— Task requirements —
Scan the entries line by line and return those with "hand".

— Supplied data —
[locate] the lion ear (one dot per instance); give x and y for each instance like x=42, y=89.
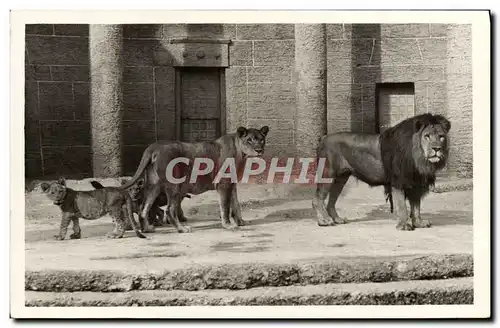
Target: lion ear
x=45, y=186
x=62, y=181
x=241, y=132
x=446, y=124
x=418, y=125
x=264, y=130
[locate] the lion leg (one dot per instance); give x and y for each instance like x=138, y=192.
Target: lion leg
x=404, y=222
x=415, y=214
x=235, y=207
x=63, y=228
x=167, y=216
x=174, y=201
x=224, y=191
x=77, y=231
x=318, y=204
x=151, y=193
x=156, y=216
x=335, y=191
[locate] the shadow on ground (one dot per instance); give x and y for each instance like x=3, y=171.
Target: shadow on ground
x=441, y=218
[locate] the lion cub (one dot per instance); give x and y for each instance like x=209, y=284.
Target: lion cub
x=91, y=205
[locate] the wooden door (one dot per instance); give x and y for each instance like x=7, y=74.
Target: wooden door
x=200, y=104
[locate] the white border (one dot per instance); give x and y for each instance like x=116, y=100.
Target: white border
x=481, y=150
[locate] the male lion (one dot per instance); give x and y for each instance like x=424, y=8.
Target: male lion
x=155, y=159
x=90, y=205
x=404, y=159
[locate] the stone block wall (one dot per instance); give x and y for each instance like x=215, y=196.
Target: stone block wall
x=259, y=85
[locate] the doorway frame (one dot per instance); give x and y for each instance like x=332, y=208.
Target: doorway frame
x=221, y=99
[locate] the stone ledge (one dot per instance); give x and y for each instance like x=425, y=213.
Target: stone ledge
x=450, y=291
x=251, y=275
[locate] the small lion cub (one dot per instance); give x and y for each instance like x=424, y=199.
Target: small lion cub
x=91, y=205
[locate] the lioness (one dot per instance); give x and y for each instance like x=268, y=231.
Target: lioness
x=90, y=205
x=404, y=159
x=156, y=158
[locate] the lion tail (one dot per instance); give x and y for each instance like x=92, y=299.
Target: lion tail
x=130, y=216
x=388, y=196
x=145, y=160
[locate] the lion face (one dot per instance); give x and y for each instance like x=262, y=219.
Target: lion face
x=252, y=141
x=55, y=191
x=434, y=142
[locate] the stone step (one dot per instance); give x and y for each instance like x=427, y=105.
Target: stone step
x=447, y=291
x=251, y=275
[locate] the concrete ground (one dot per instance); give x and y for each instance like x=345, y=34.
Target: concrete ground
x=282, y=234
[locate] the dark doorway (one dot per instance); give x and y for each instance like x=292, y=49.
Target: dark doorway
x=200, y=103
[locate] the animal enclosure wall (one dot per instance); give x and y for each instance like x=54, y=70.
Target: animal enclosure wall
x=235, y=75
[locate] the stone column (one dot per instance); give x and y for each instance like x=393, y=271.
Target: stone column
x=106, y=91
x=310, y=72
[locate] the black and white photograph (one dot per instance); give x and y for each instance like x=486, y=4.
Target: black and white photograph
x=250, y=164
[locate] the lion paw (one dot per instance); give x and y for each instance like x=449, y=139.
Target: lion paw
x=75, y=236
x=405, y=227
x=184, y=229
x=149, y=229
x=423, y=224
x=339, y=220
x=326, y=222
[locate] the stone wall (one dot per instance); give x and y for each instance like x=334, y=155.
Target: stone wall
x=259, y=84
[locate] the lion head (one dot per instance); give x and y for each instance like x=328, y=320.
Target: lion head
x=432, y=137
x=251, y=141
x=55, y=191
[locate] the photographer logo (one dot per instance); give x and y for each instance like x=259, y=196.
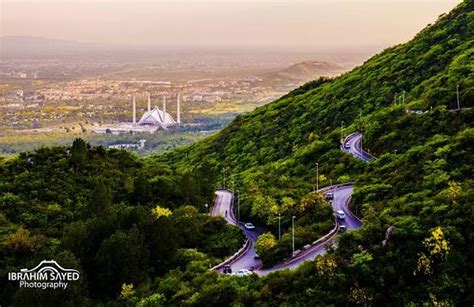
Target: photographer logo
x=46, y=275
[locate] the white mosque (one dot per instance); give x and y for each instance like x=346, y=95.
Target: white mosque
x=151, y=121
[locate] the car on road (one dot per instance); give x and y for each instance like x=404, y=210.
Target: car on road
x=249, y=226
x=329, y=196
x=227, y=269
x=340, y=214
x=243, y=272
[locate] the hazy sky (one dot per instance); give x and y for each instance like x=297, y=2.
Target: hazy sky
x=290, y=23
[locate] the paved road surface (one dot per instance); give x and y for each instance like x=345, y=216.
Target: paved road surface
x=341, y=200
x=223, y=207
x=247, y=259
x=353, y=145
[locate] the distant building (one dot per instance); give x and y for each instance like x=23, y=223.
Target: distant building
x=151, y=121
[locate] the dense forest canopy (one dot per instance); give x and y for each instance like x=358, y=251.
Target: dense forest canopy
x=144, y=218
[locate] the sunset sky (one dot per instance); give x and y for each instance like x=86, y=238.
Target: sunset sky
x=258, y=23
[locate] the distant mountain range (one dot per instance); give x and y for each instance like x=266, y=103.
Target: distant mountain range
x=305, y=71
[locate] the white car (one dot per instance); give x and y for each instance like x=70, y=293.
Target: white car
x=242, y=273
x=249, y=226
x=340, y=214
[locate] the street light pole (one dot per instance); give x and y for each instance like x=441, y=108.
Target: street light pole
x=317, y=177
x=342, y=131
x=293, y=235
x=238, y=206
x=223, y=170
x=457, y=95
x=279, y=226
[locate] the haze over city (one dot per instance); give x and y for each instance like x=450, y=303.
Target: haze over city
x=193, y=23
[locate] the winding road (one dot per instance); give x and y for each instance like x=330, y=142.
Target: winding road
x=353, y=145
x=342, y=195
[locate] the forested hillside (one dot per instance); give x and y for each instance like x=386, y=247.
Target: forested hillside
x=88, y=207
x=415, y=198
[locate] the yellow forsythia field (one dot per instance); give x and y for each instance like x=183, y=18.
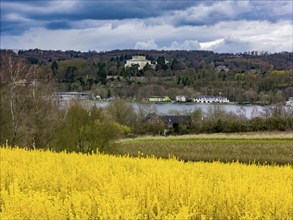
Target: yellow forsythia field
x=46, y=185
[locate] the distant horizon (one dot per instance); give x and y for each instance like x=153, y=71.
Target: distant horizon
x=262, y=52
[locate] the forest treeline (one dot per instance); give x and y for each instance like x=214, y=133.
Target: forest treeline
x=253, y=77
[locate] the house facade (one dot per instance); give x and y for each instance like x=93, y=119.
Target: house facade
x=141, y=61
x=211, y=99
x=180, y=98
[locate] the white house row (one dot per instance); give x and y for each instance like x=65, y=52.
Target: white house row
x=206, y=99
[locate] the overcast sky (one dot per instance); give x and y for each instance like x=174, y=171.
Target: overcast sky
x=221, y=26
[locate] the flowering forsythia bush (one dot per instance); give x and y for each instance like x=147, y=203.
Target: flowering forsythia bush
x=46, y=185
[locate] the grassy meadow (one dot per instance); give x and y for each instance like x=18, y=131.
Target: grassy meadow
x=271, y=148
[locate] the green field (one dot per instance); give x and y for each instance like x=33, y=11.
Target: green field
x=271, y=148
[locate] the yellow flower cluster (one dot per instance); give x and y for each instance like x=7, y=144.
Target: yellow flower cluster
x=46, y=185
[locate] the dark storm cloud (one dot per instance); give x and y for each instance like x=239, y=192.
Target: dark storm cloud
x=172, y=24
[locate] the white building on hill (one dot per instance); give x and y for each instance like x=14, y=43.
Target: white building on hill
x=208, y=99
x=138, y=60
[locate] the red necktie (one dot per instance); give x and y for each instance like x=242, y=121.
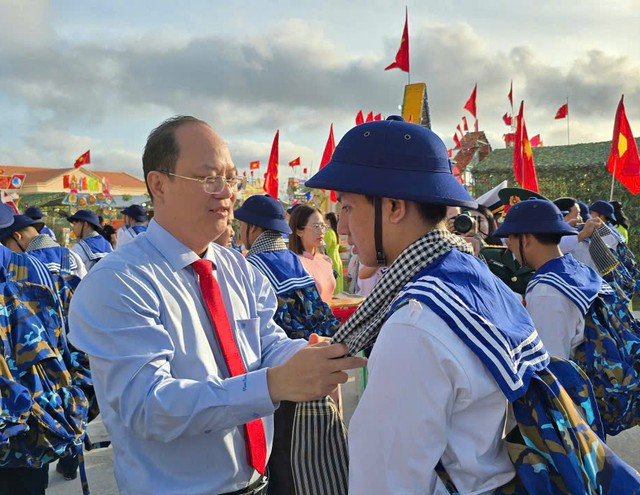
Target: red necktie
x=253, y=430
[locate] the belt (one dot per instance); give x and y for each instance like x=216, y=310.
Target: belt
x=258, y=487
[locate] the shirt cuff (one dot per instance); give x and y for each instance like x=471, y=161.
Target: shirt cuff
x=249, y=395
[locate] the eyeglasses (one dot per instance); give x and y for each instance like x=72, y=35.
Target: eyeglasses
x=215, y=185
x=319, y=228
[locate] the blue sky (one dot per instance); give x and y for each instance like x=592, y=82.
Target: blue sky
x=100, y=75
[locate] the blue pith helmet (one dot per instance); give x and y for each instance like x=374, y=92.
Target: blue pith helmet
x=20, y=222
x=86, y=216
x=263, y=211
x=393, y=159
x=136, y=212
x=534, y=216
x=604, y=208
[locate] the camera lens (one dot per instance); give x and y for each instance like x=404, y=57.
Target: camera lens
x=462, y=223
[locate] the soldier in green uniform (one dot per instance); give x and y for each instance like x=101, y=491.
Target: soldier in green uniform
x=500, y=260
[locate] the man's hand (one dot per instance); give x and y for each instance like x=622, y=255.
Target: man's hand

— Response area —
[locate] the man's hand (one dot per instance); give x and y for each instance like x=622, y=255.
Target: man's hand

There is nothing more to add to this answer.